Task to carry out: The lines from the beginning of the records below through the one holding "The service MUST return one point per instance of the upper" are to be copied exactly; leave the pictures out.

==================================================

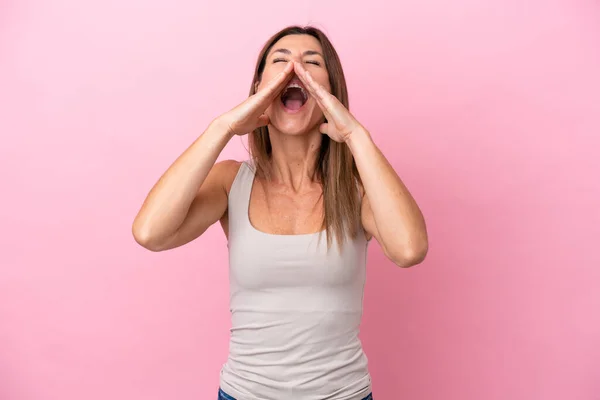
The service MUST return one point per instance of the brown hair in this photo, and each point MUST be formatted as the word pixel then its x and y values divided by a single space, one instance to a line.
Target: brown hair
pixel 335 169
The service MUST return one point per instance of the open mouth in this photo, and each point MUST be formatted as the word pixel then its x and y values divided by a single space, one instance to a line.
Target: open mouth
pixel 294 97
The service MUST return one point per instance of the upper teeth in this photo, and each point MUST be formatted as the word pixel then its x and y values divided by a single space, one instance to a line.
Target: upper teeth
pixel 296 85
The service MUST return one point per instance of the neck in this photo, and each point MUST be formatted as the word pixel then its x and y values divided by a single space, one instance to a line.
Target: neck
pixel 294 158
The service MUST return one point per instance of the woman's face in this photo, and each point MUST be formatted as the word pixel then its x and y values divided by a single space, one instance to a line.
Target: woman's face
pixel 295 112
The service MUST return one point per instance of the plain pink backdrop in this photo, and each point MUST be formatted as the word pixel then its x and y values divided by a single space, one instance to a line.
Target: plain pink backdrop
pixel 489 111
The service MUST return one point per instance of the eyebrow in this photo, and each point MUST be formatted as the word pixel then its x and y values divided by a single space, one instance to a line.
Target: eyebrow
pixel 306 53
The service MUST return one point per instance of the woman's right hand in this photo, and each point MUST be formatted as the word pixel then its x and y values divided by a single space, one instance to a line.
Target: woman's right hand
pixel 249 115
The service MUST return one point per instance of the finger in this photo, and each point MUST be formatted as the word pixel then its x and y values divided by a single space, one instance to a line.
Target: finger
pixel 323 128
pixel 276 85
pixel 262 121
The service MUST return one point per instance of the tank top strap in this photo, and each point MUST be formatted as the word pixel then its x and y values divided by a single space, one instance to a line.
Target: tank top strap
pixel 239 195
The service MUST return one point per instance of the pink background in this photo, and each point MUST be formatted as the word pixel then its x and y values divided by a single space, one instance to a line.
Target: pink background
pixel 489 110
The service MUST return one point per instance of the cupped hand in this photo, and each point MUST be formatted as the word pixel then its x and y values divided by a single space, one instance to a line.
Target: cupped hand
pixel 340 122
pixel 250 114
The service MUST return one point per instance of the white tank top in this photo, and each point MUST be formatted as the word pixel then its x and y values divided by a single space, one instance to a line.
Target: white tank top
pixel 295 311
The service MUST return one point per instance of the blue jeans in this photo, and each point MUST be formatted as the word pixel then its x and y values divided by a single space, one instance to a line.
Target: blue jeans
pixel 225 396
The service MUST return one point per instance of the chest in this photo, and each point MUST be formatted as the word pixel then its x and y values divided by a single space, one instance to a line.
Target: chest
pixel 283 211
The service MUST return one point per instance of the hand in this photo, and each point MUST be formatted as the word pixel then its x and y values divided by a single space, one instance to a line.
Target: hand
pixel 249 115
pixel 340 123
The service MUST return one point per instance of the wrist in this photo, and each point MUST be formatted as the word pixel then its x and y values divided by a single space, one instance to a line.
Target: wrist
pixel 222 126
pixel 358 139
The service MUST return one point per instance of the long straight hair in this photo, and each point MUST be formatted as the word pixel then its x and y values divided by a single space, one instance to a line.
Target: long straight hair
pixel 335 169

==================================================

Written solution:
The service MUST return one point per instance of the brown hair in this photo, and each point MUST be formatted as the word pixel then its x and y values divided by a single space, one instance to a line.
Target: brown hair
pixel 335 169
The service MUST return one point per instance of the open mouth in this photo, and each point MUST be formatted as the word pixel then its x and y values divided by a single space, one instance to a line.
Target: open mouth
pixel 294 97
The service MUST return one point per instance of the upper teeth in this photo, and each point MUST be formatted as the word pixel then its x and y values divided by a single space, one instance to a line.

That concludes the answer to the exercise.